**Work required:** Restate all of the entries exactly, dropping any pictures they hold.

:: Given records

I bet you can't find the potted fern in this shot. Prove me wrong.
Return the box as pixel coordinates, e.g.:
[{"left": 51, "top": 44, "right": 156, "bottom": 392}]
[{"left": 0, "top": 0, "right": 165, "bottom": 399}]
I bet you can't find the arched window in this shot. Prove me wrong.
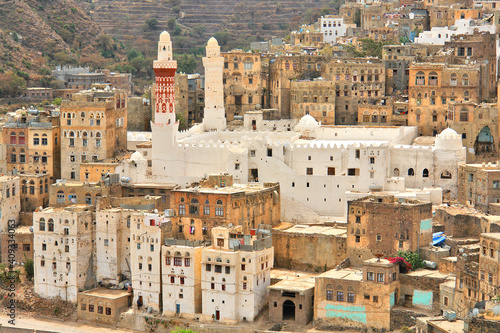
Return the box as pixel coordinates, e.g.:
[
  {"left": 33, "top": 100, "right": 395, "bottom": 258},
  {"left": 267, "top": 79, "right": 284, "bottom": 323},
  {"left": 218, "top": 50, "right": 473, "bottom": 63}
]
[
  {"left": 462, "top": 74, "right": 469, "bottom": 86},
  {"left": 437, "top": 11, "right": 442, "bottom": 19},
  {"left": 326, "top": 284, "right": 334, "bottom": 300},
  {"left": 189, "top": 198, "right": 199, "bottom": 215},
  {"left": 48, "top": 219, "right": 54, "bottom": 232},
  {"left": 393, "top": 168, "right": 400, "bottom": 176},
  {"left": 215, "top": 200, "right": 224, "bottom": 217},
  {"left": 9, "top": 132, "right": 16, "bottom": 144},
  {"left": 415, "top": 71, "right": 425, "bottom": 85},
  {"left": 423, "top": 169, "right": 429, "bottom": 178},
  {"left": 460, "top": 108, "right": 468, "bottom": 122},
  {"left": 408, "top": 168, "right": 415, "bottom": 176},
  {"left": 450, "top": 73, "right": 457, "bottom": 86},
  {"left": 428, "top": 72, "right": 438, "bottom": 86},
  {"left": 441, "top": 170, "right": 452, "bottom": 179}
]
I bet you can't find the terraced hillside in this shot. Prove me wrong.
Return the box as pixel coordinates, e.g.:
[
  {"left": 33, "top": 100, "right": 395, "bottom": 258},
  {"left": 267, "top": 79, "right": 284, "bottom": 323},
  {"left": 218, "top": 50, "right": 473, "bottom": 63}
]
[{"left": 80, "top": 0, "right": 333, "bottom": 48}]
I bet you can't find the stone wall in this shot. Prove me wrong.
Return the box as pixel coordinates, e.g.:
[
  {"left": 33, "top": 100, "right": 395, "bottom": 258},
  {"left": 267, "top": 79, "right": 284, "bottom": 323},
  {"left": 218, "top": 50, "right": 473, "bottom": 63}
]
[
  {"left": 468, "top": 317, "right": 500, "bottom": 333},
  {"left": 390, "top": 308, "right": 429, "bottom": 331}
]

::::

**Result of this task:**
I bet you can't find the potted fern in this shot. Prove me wrong.
Return the box as pixel coordinates, e.g.:
[{"left": 51, "top": 44, "right": 156, "bottom": 392}]
[{"left": 0, "top": 0, "right": 165, "bottom": 399}]
I bet you can't find the arched window in this shot. Prove me wrong.
Return the box as pixel coordinates, e.g.:
[
  {"left": 33, "top": 100, "right": 395, "bottom": 258},
  {"left": 267, "top": 79, "right": 284, "bottom": 323},
  {"left": 218, "top": 50, "right": 473, "bottom": 63}
]
[
  {"left": 462, "top": 74, "right": 469, "bottom": 86},
  {"left": 437, "top": 11, "right": 442, "bottom": 19},
  {"left": 326, "top": 284, "right": 334, "bottom": 300},
  {"left": 189, "top": 198, "right": 199, "bottom": 215},
  {"left": 48, "top": 219, "right": 54, "bottom": 232},
  {"left": 393, "top": 168, "right": 400, "bottom": 176},
  {"left": 215, "top": 200, "right": 224, "bottom": 217},
  {"left": 9, "top": 132, "right": 16, "bottom": 144},
  {"left": 415, "top": 71, "right": 425, "bottom": 85},
  {"left": 423, "top": 169, "right": 429, "bottom": 178},
  {"left": 460, "top": 108, "right": 468, "bottom": 122},
  {"left": 408, "top": 168, "right": 415, "bottom": 176},
  {"left": 450, "top": 73, "right": 457, "bottom": 86},
  {"left": 428, "top": 72, "right": 438, "bottom": 86},
  {"left": 441, "top": 170, "right": 452, "bottom": 179}
]
I bet you can't find the terraced hillside in this shot. Prove me wrong.
Return the box as pixel coordinates, e.g.:
[
  {"left": 33, "top": 100, "right": 395, "bottom": 258},
  {"left": 267, "top": 79, "right": 284, "bottom": 323},
  {"left": 218, "top": 50, "right": 473, "bottom": 63}
]
[{"left": 80, "top": 0, "right": 333, "bottom": 48}]
I bet you can't find the stone wall in this shot. Prove me wrong.
Return the box as pixel coordinates, e.g.:
[
  {"left": 33, "top": 100, "right": 395, "bottom": 258},
  {"left": 267, "top": 79, "right": 284, "bottom": 323},
  {"left": 218, "top": 50, "right": 473, "bottom": 63}
]
[
  {"left": 468, "top": 317, "right": 500, "bottom": 333},
  {"left": 390, "top": 308, "right": 429, "bottom": 331}
]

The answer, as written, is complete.